* _Supplied information_:
%%

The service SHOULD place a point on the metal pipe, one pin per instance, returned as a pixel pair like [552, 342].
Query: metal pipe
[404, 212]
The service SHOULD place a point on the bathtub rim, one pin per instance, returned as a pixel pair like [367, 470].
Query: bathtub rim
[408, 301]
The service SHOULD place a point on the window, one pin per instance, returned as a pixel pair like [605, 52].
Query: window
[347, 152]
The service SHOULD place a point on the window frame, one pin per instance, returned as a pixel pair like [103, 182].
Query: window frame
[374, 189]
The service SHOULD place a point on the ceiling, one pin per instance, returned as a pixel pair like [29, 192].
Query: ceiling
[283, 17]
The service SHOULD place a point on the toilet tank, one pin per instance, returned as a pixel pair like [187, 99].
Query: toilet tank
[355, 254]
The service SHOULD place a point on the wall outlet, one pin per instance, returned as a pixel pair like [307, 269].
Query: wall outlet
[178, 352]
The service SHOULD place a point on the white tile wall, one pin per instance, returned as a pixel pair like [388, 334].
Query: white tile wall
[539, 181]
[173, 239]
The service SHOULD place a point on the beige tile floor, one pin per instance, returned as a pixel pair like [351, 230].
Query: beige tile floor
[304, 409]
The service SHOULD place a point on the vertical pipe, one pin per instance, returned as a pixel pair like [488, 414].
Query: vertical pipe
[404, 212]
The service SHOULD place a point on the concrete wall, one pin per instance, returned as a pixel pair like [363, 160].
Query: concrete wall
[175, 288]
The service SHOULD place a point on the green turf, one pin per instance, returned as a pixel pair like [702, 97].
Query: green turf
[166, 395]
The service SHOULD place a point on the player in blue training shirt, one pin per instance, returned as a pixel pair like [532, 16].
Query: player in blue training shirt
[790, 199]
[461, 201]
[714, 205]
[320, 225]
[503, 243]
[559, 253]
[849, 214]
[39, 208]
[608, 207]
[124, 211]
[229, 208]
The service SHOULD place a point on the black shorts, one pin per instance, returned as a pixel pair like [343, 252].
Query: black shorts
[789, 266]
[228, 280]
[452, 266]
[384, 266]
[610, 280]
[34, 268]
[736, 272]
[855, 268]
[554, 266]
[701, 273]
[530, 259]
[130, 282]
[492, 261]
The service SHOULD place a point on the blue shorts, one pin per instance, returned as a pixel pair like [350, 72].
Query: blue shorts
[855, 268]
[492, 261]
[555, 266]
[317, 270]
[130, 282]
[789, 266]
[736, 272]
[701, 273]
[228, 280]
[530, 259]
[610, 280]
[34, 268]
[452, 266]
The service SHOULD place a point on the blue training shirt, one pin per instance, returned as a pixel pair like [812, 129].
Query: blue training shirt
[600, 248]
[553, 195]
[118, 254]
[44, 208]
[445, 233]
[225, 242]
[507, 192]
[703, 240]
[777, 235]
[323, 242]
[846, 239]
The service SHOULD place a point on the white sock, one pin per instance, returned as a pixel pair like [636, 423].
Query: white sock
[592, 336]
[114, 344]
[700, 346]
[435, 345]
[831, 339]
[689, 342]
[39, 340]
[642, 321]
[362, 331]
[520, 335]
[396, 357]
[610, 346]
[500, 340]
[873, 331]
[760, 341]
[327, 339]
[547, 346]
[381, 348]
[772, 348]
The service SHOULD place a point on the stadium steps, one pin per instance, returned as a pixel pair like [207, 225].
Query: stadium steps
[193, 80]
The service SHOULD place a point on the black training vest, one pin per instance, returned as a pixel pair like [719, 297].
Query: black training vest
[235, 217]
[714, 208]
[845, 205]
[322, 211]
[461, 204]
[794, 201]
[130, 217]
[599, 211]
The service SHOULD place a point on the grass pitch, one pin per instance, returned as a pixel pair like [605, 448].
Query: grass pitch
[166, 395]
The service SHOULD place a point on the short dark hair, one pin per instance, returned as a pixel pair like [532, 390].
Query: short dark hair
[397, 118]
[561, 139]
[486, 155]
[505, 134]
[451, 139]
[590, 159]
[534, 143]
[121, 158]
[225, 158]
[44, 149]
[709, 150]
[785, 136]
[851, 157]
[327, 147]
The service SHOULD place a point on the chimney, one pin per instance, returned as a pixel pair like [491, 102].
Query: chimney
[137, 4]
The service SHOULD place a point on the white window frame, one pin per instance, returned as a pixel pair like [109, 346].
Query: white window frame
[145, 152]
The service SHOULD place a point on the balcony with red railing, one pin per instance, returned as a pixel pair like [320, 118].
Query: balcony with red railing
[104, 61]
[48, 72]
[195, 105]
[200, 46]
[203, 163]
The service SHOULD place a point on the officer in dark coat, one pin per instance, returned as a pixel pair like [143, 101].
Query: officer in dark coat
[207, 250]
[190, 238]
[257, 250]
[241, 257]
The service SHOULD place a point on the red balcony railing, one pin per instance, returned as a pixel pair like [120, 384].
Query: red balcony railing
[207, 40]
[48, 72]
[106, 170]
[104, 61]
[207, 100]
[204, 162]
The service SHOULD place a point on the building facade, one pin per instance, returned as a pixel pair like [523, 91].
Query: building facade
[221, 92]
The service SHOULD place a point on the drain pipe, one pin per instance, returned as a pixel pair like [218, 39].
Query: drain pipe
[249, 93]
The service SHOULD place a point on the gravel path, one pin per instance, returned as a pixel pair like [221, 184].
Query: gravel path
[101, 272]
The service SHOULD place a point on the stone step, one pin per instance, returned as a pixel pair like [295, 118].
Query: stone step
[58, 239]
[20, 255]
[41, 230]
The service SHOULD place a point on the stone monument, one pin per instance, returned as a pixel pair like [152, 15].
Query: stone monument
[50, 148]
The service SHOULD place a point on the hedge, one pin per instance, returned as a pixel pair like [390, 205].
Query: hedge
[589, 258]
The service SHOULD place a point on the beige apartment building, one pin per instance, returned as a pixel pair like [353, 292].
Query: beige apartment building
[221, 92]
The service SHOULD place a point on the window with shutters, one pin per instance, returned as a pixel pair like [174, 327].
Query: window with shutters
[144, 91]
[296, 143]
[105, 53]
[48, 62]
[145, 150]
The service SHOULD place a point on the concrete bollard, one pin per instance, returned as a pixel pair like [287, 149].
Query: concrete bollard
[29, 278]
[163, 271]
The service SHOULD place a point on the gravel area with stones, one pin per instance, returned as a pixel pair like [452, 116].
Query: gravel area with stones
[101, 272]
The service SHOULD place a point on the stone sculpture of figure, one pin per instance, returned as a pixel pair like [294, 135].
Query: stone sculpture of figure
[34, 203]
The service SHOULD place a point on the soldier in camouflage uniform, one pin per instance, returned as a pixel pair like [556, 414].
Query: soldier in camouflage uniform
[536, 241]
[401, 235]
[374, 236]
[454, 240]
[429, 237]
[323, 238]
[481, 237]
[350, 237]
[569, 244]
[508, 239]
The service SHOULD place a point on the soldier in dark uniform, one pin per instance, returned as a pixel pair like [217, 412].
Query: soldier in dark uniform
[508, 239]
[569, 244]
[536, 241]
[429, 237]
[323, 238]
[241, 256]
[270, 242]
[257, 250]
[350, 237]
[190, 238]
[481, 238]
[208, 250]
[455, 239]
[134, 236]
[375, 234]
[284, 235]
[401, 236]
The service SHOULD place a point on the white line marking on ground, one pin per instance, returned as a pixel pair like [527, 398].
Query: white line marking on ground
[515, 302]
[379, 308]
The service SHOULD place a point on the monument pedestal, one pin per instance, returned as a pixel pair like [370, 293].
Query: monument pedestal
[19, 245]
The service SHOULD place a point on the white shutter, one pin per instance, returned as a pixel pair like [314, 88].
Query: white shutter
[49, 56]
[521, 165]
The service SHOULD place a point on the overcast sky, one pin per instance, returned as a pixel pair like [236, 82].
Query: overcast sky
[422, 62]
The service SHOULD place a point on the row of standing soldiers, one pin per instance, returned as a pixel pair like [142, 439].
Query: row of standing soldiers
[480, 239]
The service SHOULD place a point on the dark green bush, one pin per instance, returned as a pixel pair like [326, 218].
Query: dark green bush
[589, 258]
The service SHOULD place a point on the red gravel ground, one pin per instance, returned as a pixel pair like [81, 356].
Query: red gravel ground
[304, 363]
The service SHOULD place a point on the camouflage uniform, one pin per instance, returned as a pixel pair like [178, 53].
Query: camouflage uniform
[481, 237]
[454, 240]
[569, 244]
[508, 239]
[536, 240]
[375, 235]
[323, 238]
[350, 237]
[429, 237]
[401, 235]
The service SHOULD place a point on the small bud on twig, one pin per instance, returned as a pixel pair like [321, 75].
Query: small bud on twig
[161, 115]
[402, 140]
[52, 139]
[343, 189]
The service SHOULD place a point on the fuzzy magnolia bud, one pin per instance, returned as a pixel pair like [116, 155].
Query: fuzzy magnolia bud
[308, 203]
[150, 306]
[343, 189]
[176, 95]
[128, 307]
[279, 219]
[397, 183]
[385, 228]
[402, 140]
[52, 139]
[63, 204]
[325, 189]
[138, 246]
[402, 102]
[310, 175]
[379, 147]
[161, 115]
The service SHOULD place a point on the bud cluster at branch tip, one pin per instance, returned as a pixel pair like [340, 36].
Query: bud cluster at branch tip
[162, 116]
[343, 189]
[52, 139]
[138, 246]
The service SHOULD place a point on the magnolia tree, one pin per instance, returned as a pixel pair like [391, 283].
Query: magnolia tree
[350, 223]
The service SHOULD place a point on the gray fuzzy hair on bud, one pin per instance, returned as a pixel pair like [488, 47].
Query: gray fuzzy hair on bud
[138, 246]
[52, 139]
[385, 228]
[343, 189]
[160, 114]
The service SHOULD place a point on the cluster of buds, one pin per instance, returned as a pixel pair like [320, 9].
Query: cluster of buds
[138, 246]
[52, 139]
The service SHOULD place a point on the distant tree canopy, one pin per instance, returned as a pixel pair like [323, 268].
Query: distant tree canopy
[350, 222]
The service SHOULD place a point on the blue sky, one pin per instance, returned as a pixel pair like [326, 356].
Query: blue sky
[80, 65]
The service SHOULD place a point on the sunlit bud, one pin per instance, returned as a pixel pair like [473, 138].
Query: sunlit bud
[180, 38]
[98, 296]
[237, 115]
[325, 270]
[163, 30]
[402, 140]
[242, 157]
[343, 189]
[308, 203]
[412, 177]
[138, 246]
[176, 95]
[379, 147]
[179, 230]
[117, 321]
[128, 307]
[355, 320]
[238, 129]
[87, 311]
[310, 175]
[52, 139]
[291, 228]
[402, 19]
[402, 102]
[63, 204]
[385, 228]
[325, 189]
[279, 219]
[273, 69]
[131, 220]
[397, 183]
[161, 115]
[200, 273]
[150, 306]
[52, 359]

%%

* _What needs to be done_: I'd like the lines above from the one with "The service SHOULD place a point on the hedge, one" up to and including the one with "The service SHOULD place a point on the white shutter, one" copied exactly, with no other lines.

* _Your solution_:
The service SHOULD place a point on the hedge, one pin per instance, returned as a pixel pair like [390, 205].
Query: hedge
[589, 258]
The service SHOULD place a point on the beige apartment building, one pin per instance, returned as a pixel pair like [353, 292].
Query: beige apartment building
[221, 92]
The service SHOULD place a point on the window with shutters, one pin per instance, returned as a pixel pair like [174, 327].
Query: window with shutters
[144, 91]
[296, 143]
[105, 53]
[48, 62]
[145, 150]
The service SHOULD place a point on the concrete bollard, one pin per instance, returned as a pixel pair like [287, 149].
Query: concrete bollard
[29, 278]
[163, 271]
The service SHOULD place a point on the gravel area with stones, one pin per instance, returned as a pixel pair like [452, 116].
Query: gravel area with stones
[101, 272]
The service SHOULD place a point on the stone sculpture of figure, one pin per instance, returned as a pixel pair like [294, 135].
Query: stone sculpture of figure
[34, 203]
The service SHOULD place a point on the soldier in camouflage uniform, one pin per instance, returned as a pixel pair like [556, 414].
Query: soldier in camouflage uniform
[536, 241]
[401, 235]
[374, 236]
[454, 240]
[429, 237]
[323, 238]
[481, 237]
[350, 237]
[569, 244]
[508, 239]
The service SHOULD place a point on the soldier in dark uniform, one pin per instance, returned as a pixel pair like [217, 412].
Query: soldier in dark uniform
[508, 239]
[569, 244]
[536, 241]
[429, 237]
[323, 238]
[241, 256]
[270, 242]
[257, 250]
[350, 237]
[190, 238]
[481, 238]
[208, 250]
[455, 239]
[134, 236]
[375, 234]
[284, 235]
[401, 236]
The service SHOULD place a point on the white line marking on ground, one pin per instance, returned as a pixel pair like [527, 398].
Query: white line marking on ground
[515, 302]
[379, 308]
The service SHOULD place a point on the monument pedestal, one pin per instance, returned as a pixel pair like [370, 293].
Query: monument pedestal
[19, 245]
The service SHOULD place a point on the white shutter, one pin per instance, returned as a pixel pair like [314, 88].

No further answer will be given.